Excerpt provided:
-- start --

On Corfu, one of Greece's Ionian Islands, residents enjoy wild greens cooked with hot peppers. The spicy greens are called Tsigareli and are served hot (in Greece, many dishes using wild greens are served at room temperature). The dish is so beloved that Corfiot restaurants attract customers by bragging about their Tsigareli. Wild Greens with Celery-Mint Tomato Sauce (Tsigareli / Τσιγαρέλι)
Located off the southwestern coast of Albania, Corfu was for many years a Venetian colony, and a stop on Venetian trade routes from the Middle East. That heritage is reflected in Corfu’s traditional dishes, including Tsigareli.
Most peasant dishes are made without formal recipes. As a result, a single, correct way to make them doesn't exist. So it is with Tsigareli, whose name comes from the Greek verb “tsigarizo” (τσιγαρίζω) meaning to sauté or brown.
Today in Corfu, Tsigareli is usually made with a selection of blanched wild greens and spicy tomato sauce. Traditionally, tomatoes were not used, and the dish got its color from dried red peppers. Some recipes for Tsigareli include ground meat, some ignore tomato sauce and use potatoes and cayenne pepper for flavor, and still others sweeten the tomato sauce with carrots.
Aglaia Kremezi, a respected Greek cookbook author, suggests adding rice to Tsigareli, or serving it over Polenta with Currents and Onions. Either would make a hearty main course. Another well-known Greek writer, Diane Kochilas, suggests flavoring it with fennel bulb and fennel seeds.
In all recipes, the major components of Tsigareli are mixed greens, hot spices, and abundant herbs. These ingredients can be adjusted with the seasons, or to suit personal tastes. The dish can be served as an appetizer, a side dish, or an entree. Tsigareli is best made with wild greens, but when they aren’t available, it is delicious made with supermarket greens.
For a tasty vegan main course, follow Aglaia Kremezi’s recommendation and serve Tsigareli with a starch like rice or polenta. To accompany fish, make it with less tomato sauce and sweeter greens. Lamb is complemented by strong-flavored greens in a rich, hearty tomato sauce.
Leaf (Chinese) celery enhances Tsigareli, and I add it in two stages to better accentuate its flavor. Ordinary supermarket celery is fine for this dish, although it has a milder taste than leaf celery. For more information about leaf celery, go here.
Aleppo pepper is a fruity and moderately spicy red chili pepper sold in crushed flakes. It originally came from Syria, but now may be imported into the United States from Turkey. Supermarket crushed red pepper is a spicier and less flavorful substitute for Aleppo pepper; one-half teaspoon of crushed red pepper substitutes for one teaspoon Aleppo pepper. Aleppo pepper is available from Penzey’s, The Spice House, and World Spice Merchants.
Serves 4 - 6
Tsigareli tastes best when made with a mixture of different kinds of greens. Use the larger amounts of Aleppo or crushed red pepper only if you enjoy spicy food. The tomato sauce used in this recipe is excellent when
Greens:
4 bunches of various greens (kale, spinach, Swiss chard, escarole, mixed wild greens) to equal 4 cups of blanched, chopped greens
Salt
Freshly ground black pepper
Tomato Sauce:
4 cups diced onions, 1/4” dice
3/4 cup finely sliced stalks from leaf celery (or 3/4 cups diced celery, 1/4” dice)

-- end --

Actions to take:
**1)** Do the following statements agree with the passage on Tsigareli? (a) Tsigareli is served at room temperature. (b) Traditionally, the dish got its color from dried red peppers. (c) Diane Kochilas suggests adding rice to Tsigareli. Answer yes or no for each, quoting the words of the passage that decide it.
**2)** How would you sum up the passage on Tsigareli in two sentences?
**3)** From the passage on Tsigareli, return the stretch from "Located off the" through "sauce with carrots.".

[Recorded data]
-- start --

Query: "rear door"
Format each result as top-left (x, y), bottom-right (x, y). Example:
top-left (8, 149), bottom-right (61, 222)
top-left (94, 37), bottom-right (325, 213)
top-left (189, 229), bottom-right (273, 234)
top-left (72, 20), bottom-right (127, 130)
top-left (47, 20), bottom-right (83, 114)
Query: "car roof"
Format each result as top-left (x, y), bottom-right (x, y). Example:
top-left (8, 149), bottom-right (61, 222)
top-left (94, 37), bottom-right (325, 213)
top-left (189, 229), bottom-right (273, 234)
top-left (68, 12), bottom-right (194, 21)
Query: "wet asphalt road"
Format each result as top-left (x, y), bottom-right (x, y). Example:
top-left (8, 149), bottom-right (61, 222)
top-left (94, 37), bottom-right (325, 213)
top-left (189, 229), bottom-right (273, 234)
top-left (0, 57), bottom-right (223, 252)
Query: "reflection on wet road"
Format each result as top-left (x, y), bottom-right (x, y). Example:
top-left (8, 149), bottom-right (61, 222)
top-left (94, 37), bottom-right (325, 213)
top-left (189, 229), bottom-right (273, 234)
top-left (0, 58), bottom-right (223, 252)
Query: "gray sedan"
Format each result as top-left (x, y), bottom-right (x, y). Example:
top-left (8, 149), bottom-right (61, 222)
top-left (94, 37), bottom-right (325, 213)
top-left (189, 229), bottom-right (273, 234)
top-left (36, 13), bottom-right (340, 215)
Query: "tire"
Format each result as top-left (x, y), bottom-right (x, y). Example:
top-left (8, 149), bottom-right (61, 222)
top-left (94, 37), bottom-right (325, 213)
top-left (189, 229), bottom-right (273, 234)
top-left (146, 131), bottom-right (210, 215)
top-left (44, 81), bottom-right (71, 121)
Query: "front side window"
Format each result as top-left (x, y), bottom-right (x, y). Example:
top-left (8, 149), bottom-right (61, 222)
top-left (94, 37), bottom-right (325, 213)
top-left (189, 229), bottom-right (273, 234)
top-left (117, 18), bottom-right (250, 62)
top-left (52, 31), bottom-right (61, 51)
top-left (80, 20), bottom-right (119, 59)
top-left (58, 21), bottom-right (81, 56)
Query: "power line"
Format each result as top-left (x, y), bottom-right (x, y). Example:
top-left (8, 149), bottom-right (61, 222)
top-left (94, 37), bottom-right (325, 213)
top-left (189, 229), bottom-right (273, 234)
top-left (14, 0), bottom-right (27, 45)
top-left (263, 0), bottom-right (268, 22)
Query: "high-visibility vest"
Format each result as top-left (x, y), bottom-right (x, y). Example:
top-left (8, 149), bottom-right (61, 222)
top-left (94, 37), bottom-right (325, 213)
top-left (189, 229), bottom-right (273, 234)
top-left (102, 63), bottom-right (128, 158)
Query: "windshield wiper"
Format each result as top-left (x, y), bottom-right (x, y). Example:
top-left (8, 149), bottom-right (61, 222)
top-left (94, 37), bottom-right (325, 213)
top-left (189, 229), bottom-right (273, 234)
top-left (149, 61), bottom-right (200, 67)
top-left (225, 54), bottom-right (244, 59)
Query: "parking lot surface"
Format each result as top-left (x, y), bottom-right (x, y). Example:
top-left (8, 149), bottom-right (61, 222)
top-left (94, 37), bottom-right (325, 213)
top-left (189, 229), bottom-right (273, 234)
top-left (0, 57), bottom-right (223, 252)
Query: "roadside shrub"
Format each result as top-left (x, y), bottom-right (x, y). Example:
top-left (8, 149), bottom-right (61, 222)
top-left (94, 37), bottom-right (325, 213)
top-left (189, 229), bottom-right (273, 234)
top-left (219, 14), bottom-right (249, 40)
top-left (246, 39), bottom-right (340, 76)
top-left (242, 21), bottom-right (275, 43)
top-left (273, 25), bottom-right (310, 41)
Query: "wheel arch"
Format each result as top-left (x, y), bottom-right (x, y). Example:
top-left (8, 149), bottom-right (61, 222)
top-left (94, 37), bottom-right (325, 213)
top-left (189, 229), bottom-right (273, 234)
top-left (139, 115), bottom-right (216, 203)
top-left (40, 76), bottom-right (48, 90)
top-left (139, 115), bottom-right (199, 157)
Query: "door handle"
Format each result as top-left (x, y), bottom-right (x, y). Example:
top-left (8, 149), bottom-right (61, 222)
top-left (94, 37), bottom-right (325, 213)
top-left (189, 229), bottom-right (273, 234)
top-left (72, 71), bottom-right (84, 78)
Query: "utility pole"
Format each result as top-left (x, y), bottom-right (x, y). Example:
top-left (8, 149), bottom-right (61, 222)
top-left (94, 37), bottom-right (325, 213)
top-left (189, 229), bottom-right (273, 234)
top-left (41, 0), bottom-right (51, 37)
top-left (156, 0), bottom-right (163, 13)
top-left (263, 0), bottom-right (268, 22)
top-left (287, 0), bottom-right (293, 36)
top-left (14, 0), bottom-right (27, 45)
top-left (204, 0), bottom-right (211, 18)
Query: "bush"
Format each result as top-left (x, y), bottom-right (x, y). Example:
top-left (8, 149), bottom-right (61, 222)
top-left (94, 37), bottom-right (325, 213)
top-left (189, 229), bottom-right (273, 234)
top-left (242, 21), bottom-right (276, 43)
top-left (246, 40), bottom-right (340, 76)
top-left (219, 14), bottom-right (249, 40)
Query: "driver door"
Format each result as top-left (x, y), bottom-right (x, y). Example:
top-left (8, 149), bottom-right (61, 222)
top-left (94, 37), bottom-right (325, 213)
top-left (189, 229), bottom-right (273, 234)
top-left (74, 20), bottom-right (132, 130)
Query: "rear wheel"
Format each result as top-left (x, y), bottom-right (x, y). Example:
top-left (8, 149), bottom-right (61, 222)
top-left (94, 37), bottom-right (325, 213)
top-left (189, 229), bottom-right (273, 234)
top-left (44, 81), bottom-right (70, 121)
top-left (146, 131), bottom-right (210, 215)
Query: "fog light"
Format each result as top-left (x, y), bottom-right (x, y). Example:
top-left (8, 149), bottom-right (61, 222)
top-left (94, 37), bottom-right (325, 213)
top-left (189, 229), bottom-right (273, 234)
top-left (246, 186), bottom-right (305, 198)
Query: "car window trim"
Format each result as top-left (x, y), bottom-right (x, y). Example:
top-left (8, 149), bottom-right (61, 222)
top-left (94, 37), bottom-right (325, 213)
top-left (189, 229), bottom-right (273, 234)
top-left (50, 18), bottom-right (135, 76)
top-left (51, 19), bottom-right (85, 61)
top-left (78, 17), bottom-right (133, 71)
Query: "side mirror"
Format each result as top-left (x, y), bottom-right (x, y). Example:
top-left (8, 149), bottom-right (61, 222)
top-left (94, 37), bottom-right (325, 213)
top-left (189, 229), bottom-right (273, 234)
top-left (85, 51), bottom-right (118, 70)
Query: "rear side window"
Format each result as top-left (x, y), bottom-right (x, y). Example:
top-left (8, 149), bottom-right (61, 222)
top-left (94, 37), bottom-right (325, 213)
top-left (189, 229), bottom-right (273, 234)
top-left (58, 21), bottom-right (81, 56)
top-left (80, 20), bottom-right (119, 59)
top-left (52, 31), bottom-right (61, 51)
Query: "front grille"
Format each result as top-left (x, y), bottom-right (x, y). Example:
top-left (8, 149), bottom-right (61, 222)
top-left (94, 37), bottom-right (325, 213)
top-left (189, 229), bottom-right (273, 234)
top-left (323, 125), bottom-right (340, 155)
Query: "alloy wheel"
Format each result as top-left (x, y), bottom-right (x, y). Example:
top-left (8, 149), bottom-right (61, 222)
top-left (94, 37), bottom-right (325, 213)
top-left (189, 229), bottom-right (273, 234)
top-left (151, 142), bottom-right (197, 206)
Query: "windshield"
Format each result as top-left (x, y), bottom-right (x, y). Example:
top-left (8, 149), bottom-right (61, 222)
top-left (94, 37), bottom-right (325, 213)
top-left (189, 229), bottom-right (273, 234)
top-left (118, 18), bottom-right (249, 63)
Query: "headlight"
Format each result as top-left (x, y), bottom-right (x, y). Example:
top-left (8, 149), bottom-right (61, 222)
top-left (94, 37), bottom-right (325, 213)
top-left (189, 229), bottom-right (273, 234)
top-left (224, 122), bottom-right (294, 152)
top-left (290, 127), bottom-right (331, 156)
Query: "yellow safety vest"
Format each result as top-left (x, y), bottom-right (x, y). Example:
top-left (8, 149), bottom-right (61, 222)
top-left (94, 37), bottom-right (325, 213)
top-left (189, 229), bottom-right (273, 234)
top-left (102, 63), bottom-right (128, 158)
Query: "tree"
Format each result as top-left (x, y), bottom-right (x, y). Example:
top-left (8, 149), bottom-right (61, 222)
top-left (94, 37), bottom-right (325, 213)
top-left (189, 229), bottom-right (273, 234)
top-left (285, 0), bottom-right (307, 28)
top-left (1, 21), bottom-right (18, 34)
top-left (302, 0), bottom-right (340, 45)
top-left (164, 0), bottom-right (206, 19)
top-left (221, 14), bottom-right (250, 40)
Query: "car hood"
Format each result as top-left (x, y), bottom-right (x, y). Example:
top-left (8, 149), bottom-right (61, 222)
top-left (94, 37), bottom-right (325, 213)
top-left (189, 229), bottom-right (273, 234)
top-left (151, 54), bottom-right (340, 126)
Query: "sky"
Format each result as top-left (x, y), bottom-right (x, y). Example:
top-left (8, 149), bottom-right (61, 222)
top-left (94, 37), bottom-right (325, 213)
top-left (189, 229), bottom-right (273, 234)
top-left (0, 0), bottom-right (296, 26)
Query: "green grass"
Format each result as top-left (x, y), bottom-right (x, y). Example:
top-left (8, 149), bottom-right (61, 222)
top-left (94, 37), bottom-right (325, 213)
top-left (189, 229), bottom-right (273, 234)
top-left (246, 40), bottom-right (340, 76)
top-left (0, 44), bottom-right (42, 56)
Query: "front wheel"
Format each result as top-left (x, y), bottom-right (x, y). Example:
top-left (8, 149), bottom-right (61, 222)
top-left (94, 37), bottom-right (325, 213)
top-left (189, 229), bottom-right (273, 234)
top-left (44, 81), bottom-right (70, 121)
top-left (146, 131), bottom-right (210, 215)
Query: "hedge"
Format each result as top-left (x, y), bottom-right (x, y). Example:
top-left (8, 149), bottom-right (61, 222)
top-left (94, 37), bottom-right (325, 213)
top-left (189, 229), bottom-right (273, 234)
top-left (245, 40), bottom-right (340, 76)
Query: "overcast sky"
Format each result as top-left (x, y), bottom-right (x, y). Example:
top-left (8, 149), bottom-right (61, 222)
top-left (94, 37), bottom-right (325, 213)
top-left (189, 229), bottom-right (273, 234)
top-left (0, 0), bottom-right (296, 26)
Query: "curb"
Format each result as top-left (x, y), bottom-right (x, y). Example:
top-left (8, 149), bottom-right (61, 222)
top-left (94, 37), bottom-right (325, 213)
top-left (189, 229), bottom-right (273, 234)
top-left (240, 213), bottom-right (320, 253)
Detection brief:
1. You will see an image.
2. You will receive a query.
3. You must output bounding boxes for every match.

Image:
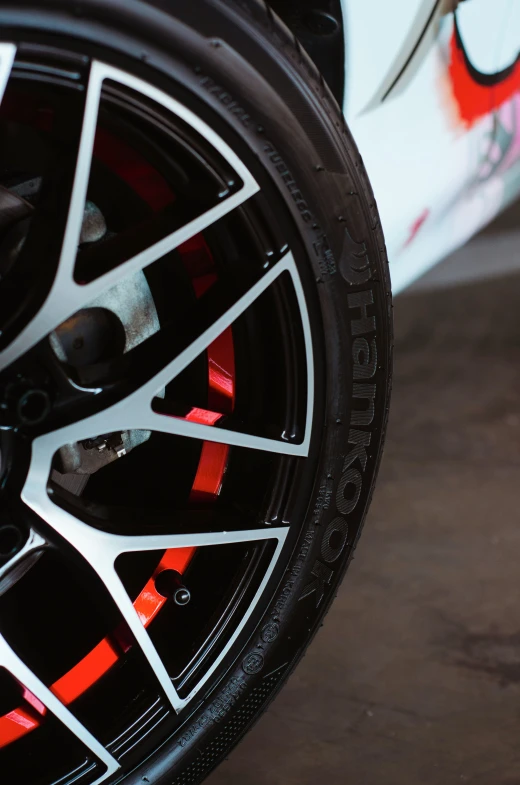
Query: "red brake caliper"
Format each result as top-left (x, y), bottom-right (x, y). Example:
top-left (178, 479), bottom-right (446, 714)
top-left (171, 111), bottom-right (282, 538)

-- end --

Answers for the exercise:
**1)**
(a) No: "The spicy greens are called Tsigareli and are served hot"
(b) Yes: "Traditionally, tomatoes were not used, and the dish got its color from dried red peppers."
(c) No: "Aglaia Kremezi, a respected Greek cookbook author, suggests adding rice to Tsigareli" while Diane Kochilas "suggests flavoring it with fennel bulb and fennel seeds."

**2)** Tsigareli is a beloved Corfiot dish of wild greens cooked with hot peppers and served hot, and it is made without a single correct recipe, so versions range from spicy tomato sauce to ground meat, potatoes, or carrots. Its core is always mixed greens, hot spices, and abundant herbs, and it can be served as an appetizer, side dish, or entree, with supermarket greens, ordinary celery, and crushed red pepper as acceptable substitutes.

**3)**
Located off the southwestern coast of Albania, Corfu was for many years a Venetian colony, and a stop on Venetian trade routes from the Middle East. That heritage is reflected in Corfu’s traditional dishes, including Tsigareli.
Most peasant dishes are made without formal recipes. As a result, a single, correct way to make them doesn't exist. So it is with Tsigareli, whose name comes from the Greek verb “tsigarizo” (τσιγαρίζω) meaning to sauté or brown.
Today in Corfu, Tsigareli is usually made with a selection of blanched wild greens and spicy tomato sauce. Traditionally, tomatoes were not used, and the dish got its color from dried red peppers. Some recipes for Tsigareli include ground meat, some ignore tomato sauce and use potatoes and cayenne pepper for flavor, and still others sweeten the tomato sauce with carrots.